--- start of Excerpted passage ---
Tuesday, October 31, 2017

The Last Night of October

They walk among us. But you'd never know it. Unless...

Unless their lack of enthusiasm for the Hallowe'en Festival should give them away. No hollowed out pumpkins on their doorstep, no costumes, no nuts or apple-bobbing. No evil witches. No parties. No candy at the door for trick-or-treaters. Of course, I'm talking about evangelical Christians.

Mind you, I don't know what I'd do if a trick-or-treater ventured up this lane. There are two small Bounty bars in a drawer that I'm trying very hard to save for Bert seeing as I've finished the Häagen-Dazs Salted Caramel Ice Cream. Failing that I might be able to run to half a dozen free-range eggs or perhaps a bottle of blackcurrant wine that is far too sweet for my taste.

Not a witch but might consort with one.

Friday, October 27, 2017

Wrens and Stuff

Sometimes, when I don't blog it's because there is far too much going on and I don't know where to start. Right now I'm perturbed by racist attitudes that some people believe are acceptable now. That kept me awake last night. Thank you, Brexit and Trumpism.
--- end of Excerpted passage ---
--- start of Record extracts ---
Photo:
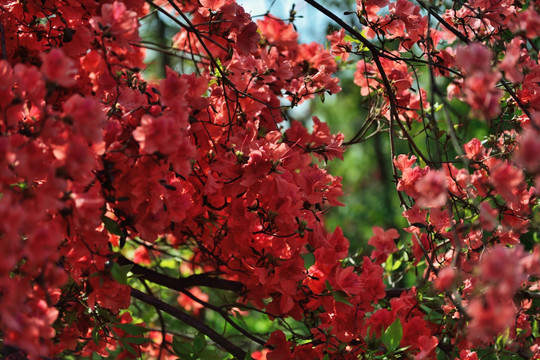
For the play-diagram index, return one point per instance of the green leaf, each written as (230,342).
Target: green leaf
(127,347)
(392,336)
(199,343)
(136,340)
(349,38)
(111,226)
(132,329)
(181,348)
(341,296)
(95,335)
(119,272)
(309,260)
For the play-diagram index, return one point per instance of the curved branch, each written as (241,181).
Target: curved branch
(196,324)
(180,284)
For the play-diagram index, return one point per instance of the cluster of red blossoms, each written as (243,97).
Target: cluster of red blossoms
(94,156)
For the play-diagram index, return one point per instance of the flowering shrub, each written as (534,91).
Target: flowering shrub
(132,205)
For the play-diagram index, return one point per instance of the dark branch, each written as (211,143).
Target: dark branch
(180,284)
(182,316)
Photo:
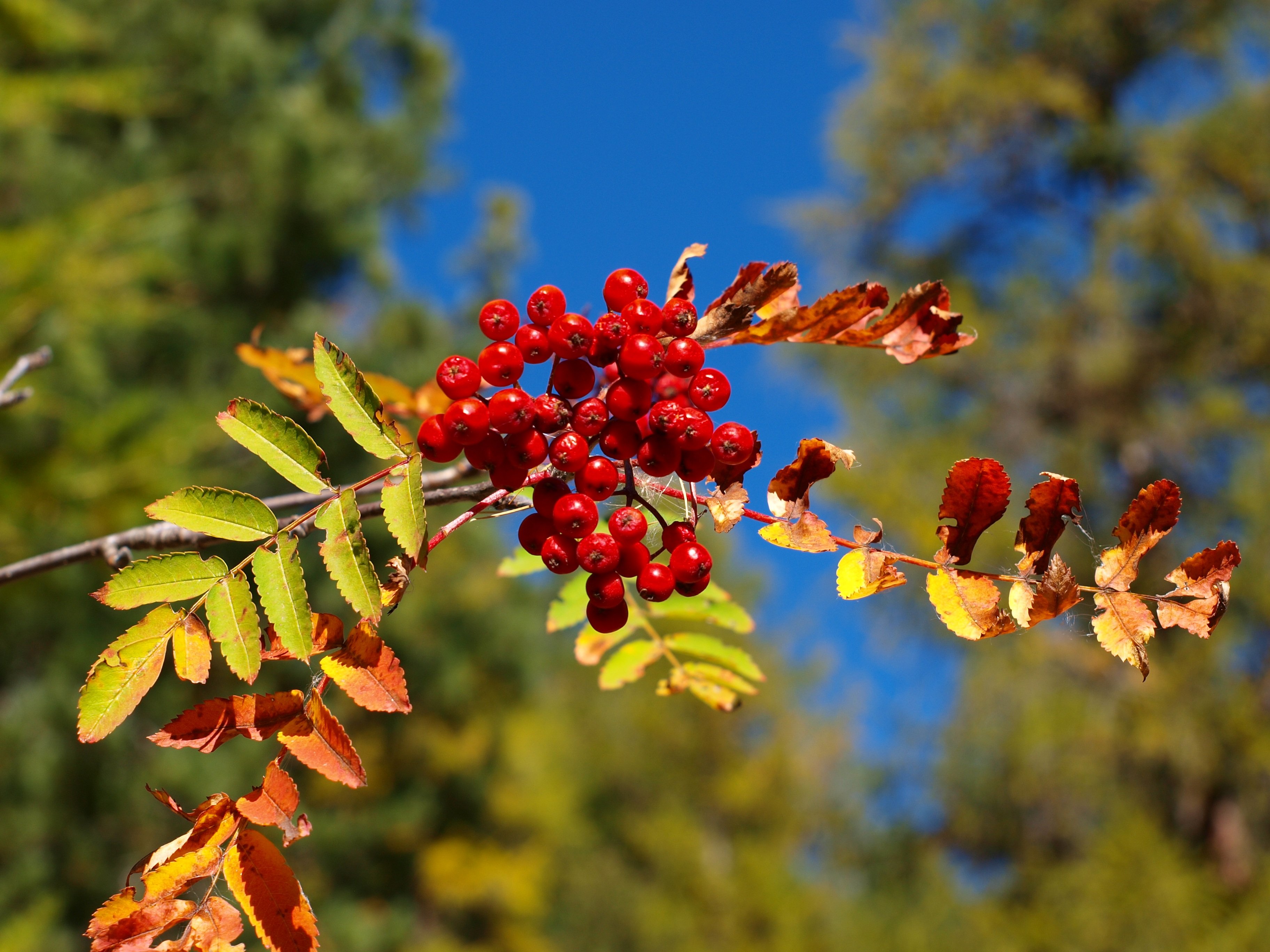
--- end of Record extracts ---
Required work »
- 1) In the blog excerpt, which flavor of Häagen-Dazs ice cream does the writer say has been finished?
- 2) List every Hallowe'en item that the blog excerpt introduces with the word "No" or "no" in the paragraph about evangelical Christians.

Results for each task »
- 1) Salted Caramel

- 2)
- Hollowed out pumpkins on their doorstep
- Costumes
- Nuts or apple-bobbing
- Evil witches
- Parties
- Candy at the door for trick-or-treaters